WHAT TO DO = A single number is the whole answer: the count of lines in these entries that hold "patch".

*** Opening RECORDS FOR THE TASK ***

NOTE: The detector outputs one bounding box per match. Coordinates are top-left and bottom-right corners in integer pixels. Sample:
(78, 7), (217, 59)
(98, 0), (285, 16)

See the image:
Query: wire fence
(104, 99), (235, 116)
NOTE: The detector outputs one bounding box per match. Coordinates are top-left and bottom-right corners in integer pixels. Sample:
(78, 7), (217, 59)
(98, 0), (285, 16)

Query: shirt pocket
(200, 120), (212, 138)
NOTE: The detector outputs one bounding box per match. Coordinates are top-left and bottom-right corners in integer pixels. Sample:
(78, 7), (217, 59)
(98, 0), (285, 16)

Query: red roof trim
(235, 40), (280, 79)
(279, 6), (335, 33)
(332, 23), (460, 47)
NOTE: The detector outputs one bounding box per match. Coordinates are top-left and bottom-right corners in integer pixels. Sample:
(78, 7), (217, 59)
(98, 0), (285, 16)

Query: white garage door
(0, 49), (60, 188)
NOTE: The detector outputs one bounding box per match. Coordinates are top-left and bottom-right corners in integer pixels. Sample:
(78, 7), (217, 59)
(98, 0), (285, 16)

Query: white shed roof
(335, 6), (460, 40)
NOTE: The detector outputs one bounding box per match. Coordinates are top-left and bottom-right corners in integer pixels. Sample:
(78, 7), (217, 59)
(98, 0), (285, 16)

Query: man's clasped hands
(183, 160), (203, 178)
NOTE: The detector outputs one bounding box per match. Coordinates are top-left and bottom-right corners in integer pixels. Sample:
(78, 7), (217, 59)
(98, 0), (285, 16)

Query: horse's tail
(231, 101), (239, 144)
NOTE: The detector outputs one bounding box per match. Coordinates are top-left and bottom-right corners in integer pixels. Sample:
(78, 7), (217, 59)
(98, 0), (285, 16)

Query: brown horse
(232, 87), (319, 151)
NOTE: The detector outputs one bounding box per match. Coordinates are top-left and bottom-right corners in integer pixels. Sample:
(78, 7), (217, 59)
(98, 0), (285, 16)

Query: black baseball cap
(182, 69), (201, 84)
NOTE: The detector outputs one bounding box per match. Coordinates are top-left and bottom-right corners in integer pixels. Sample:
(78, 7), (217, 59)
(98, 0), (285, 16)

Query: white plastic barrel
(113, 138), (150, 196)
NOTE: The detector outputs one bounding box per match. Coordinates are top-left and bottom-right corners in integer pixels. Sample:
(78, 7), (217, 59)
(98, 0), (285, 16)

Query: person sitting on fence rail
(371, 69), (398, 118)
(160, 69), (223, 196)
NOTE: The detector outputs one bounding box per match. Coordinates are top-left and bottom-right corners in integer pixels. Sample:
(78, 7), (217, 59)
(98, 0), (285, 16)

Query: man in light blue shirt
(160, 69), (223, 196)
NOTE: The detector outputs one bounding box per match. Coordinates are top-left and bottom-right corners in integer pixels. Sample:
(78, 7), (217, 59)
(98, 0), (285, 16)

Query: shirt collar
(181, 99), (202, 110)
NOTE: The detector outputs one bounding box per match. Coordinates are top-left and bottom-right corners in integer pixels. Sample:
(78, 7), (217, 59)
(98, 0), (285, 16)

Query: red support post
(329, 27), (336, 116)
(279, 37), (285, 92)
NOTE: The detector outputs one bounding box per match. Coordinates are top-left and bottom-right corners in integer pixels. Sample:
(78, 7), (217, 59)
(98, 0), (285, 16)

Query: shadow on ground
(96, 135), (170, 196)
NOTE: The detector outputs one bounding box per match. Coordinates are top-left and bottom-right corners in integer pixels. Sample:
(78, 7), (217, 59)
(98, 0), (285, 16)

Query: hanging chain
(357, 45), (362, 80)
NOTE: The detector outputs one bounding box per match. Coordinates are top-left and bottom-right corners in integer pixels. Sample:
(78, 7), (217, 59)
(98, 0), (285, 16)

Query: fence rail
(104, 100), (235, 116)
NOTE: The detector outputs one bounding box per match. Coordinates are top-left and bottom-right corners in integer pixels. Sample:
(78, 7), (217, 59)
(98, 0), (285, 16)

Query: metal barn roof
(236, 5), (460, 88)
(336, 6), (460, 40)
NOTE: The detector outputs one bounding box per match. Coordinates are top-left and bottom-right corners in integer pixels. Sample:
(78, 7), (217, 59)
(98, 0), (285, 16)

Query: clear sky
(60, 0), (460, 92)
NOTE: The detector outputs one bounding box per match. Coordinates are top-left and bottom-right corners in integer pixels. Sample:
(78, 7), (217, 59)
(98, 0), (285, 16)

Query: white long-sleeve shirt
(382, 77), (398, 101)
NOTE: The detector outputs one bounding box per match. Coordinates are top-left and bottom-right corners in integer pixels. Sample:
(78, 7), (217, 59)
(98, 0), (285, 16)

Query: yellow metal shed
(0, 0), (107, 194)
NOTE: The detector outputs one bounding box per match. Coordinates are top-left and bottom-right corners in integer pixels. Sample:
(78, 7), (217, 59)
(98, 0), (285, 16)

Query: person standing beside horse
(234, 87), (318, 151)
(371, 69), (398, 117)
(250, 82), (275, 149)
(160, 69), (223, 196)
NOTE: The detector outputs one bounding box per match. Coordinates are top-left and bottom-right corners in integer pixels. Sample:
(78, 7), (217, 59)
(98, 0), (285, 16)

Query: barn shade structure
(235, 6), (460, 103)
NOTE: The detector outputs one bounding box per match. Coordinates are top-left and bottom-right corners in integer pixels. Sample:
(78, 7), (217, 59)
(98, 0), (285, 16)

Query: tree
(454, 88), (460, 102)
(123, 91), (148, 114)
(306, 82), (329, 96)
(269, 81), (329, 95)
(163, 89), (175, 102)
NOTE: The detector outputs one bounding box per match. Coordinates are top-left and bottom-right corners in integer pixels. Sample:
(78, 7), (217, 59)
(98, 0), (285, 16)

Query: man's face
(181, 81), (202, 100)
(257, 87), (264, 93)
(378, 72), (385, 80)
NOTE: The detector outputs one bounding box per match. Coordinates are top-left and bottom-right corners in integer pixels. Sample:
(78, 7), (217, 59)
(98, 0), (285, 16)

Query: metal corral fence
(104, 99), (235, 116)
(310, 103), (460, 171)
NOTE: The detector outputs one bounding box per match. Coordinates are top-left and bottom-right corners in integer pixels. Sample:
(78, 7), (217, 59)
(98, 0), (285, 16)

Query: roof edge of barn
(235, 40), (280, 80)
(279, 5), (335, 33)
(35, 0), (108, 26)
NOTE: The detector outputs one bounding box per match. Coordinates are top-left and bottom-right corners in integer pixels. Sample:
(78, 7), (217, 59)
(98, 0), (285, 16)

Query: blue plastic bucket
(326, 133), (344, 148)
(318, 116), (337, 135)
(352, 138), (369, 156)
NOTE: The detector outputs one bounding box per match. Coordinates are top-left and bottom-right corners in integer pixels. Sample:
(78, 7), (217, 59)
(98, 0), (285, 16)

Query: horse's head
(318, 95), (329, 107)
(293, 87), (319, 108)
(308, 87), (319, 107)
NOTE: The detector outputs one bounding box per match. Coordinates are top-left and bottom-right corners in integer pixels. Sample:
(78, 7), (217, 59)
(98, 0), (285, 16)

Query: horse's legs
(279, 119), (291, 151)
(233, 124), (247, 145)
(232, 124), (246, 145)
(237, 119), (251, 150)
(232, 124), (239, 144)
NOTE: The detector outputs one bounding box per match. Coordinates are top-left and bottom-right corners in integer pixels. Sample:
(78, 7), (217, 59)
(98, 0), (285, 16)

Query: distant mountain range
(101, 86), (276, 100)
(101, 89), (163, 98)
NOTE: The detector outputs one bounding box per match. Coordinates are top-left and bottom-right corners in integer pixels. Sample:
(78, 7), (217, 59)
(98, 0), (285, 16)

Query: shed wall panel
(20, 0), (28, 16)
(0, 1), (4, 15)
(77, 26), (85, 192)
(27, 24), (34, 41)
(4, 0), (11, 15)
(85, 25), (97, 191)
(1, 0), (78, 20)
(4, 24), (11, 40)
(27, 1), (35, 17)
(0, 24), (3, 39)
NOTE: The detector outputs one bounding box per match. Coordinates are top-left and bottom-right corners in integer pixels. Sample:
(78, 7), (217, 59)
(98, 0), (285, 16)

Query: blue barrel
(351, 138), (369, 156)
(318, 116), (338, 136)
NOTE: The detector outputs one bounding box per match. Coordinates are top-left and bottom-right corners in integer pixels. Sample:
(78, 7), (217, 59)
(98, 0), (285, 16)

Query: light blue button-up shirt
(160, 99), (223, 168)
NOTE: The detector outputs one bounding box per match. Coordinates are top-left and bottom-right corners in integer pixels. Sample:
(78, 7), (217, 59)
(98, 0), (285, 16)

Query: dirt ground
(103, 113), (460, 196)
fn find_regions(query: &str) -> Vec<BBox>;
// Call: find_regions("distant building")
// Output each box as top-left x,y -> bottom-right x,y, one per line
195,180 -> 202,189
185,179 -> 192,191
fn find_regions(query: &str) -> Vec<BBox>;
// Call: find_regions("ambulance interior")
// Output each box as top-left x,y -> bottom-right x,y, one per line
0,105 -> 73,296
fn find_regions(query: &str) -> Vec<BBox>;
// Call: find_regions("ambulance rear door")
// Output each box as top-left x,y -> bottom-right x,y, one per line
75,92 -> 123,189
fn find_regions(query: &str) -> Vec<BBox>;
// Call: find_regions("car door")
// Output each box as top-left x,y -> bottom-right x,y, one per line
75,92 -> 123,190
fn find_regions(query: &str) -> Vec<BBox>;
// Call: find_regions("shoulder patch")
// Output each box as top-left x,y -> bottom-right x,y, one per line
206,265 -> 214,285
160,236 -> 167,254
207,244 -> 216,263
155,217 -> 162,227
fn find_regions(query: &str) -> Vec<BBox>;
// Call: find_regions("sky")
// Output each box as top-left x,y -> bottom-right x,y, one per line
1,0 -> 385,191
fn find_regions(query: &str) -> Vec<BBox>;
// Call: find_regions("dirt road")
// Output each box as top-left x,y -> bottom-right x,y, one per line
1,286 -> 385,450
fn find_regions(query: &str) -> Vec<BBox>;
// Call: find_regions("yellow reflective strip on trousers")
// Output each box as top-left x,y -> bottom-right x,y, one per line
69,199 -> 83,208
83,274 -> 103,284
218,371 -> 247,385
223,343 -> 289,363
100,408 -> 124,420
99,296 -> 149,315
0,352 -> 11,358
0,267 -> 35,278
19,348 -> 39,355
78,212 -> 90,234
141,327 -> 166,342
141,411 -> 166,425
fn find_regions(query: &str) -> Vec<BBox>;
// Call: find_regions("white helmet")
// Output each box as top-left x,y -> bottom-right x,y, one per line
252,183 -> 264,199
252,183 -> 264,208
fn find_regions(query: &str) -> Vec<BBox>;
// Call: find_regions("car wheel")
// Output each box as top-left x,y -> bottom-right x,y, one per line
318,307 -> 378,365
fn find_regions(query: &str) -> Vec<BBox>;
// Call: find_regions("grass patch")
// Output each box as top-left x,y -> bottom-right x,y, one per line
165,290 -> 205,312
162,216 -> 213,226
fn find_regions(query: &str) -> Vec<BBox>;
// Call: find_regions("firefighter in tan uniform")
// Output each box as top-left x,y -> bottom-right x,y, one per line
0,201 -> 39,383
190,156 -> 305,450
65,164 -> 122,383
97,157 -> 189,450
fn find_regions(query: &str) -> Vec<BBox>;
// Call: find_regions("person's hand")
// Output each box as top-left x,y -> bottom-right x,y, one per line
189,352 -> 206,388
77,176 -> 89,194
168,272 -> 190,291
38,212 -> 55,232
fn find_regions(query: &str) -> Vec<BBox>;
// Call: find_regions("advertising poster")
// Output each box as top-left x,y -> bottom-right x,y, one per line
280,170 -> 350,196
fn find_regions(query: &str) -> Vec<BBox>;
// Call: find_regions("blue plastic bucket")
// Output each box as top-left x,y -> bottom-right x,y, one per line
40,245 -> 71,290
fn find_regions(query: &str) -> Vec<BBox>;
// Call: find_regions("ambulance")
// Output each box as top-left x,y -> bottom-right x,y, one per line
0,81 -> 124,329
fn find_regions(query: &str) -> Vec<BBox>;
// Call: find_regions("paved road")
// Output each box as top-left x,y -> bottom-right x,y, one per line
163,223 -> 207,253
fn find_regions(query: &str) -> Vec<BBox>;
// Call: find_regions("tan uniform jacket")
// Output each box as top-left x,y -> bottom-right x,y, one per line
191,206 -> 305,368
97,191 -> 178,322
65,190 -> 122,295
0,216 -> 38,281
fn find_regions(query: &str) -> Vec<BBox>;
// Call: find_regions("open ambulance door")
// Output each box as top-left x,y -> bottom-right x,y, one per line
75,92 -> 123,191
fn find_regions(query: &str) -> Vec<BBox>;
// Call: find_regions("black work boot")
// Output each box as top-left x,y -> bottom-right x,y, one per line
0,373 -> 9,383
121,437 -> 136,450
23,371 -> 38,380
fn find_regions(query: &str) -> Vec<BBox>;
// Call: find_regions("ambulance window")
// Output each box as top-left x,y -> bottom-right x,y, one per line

*** Closing RECORDS FOR THE TASK ***

SOLUTION = 2